[START Exercise material]
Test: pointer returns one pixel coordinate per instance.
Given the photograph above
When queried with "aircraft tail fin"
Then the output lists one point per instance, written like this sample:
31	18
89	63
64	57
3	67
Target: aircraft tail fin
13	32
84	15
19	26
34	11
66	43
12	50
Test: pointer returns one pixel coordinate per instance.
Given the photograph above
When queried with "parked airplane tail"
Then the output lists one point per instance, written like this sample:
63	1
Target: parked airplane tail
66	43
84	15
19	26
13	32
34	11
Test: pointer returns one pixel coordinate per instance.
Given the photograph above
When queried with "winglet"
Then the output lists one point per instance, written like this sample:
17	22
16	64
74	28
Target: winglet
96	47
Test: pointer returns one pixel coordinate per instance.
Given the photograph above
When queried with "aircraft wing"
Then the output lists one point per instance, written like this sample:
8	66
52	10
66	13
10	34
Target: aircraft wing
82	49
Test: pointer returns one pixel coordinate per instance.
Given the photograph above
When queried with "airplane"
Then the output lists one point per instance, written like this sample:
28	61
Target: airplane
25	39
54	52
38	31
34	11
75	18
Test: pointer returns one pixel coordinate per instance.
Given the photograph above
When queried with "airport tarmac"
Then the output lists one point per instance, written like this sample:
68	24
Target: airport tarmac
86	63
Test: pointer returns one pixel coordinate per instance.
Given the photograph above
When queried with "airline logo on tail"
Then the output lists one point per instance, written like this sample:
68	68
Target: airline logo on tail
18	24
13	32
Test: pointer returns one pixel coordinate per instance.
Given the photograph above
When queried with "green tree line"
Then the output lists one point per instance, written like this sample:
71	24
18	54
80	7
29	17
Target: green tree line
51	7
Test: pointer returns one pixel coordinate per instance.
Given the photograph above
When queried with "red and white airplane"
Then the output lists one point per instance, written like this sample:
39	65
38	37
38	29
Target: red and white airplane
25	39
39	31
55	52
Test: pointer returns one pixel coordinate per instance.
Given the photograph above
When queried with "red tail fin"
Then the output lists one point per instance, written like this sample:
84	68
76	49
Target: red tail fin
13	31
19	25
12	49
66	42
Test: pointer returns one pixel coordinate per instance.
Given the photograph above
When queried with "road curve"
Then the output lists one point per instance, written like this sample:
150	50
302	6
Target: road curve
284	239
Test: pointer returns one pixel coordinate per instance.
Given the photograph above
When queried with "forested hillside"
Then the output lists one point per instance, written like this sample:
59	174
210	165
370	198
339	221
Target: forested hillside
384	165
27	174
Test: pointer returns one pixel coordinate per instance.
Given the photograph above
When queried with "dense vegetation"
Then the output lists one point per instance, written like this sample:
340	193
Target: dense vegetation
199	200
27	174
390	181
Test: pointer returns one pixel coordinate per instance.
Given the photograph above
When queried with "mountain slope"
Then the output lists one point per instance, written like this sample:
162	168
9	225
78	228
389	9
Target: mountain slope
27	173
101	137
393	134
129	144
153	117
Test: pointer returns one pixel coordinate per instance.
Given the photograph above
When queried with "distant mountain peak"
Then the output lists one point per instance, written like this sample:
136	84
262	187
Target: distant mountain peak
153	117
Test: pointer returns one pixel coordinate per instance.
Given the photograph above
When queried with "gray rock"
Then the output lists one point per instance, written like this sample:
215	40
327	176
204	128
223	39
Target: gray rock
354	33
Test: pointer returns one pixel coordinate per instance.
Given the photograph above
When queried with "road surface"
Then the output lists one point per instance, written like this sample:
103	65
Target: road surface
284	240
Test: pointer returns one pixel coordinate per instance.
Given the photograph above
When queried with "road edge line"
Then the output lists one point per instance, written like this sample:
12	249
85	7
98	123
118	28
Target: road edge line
[END Exercise material]
# What is required
Return the full listing, character for character.

# Response below
Test: pointer returns one pixel coordinate per instance.
Given the photograph above
When queried with "aircraft tail fin"
Then the output lists one point per instance, written like this sample:
31	18
89	63
64	57
3	67
Target: aircraft tail fin
13	32
84	15
19	26
34	11
66	43
12	50
Test: pointer returns one pixel coordinate per instance.
Given the photograph above
When queried with "parked airplane tail"
Then the output lists one point per instance, written like this sample:
63	1
Target: parked airplane tail
66	43
84	15
19	26
13	32
34	11
Test: pointer returns one pixel coordinate per instance.
Given the photograph above
When queried with "winglet"
Then the output lists one point per instance, written like this sample:
17	22
16	64
74	28
Target: winglet
96	47
Test: pointer returns one pixel coordinate per instance.
Given the photograph above
When queried with "aircraft wing"
Then the output lists one point per instance, written like this sample:
8	66
52	10
66	13
10	34
Target: aircraft wing
82	49
Test: pointer returns one pixel coordinate per instance.
Given the photograph above
When queried with "airplane"
Then the output lists one point per instance, written like this sample:
28	61
Target: airplane
25	39
54	52
38	31
34	11
75	18
Test: pointer returns one pixel coordinate per instance.
Given the photograph above
When queried with "airport tarmac"
Then the output lists one point per instance, written like this sample:
68	24
Target: airport tarmac
86	63
Test: pointer returns one pixel coordinate per instance.
Given the photograph above
When queried with "airline logo on tail"
Then the output lists one point per instance, written like this sample:
68	68
Target: airline logo on tail
18	24
13	32
Test: pointer returns one pixel coordinate per instance.
Given the photograph above
When queried with "green tree line"
Then the output lists one point per instance, written like this sample:
71	24
18	54
80	7
29	17
Target: green tree line
51	7
Test: pointer returns one pixel coordinate per instance.
Given the photograph above
When queried with "red and white airplane"
Then the output lists one point per instance, written like this sample:
39	65
38	37
38	29
Target: red and white airplane
25	39
39	31
55	52
Test: pointer returns one pixel coordinate per instance.
Given the photograph above
When queried with "red tail fin"
Then the output lists one point per instance, written like this sample:
84	68
76	49
Target: red tail fin
13	31
19	25
12	49
66	42
Test: pointer returns one pixel coordinate per instance.
Given the photograph above
When queried with "road curve"
Then the output lists one point per instance, written like this sample:
150	50
302	6
Target: road curve
284	239
Test: pointer returns one pixel coordinate per instance.
Given the photograph above
When queried with "forested hillside"
Then the output lists one point per instance, written like this sample:
59	174
210	165
370	198
339	221
Target: forested hillside
384	165
27	174
Test: pointer returns one pixel coordinate per instance.
Given the photograph above
When queried with "dense vegetation"
Then the output lists one point per instance, written like this sample:
340	193
Target: dense vegetation
199	200
27	174
390	181
Test: pointer returns one pixel coordinate per instance.
Given the photograph above
When queried with "mountain slope"
Then the output lists one point per instance, written like this sample:
162	168
9	225
78	228
389	9
Target: mountain slope
27	173
101	137
393	134
129	144
153	117
Test: pointer returns one pixel coordinate per instance.
Given the photograph above
When queried with "distant mountain peak"
Then the output lists one point per instance, written like this sample:
136	84
262	187
Target: distant mountain peak
153	117
Test: pointer returns one pixel coordinate per instance.
Given the photograph above
When queried with "gray rock"
Then the output lists one point per instance, written like this sample:
215	40
327	176
204	128
223	39
Target: gray rock
354	33
Test: pointer returns one pixel coordinate per instance.
Given the photograph above
When queried with "road surface"
Then the output lists one point per instance, written like this sample:
103	65
Target: road surface
284	240
Test: pointer returns one pixel coordinate per instance.
Given the photograph above
When queried with "road edge line"
Then the output lists one point per instance, written like this sample:
12	249
85	7
98	123
118	28
Target: road edge line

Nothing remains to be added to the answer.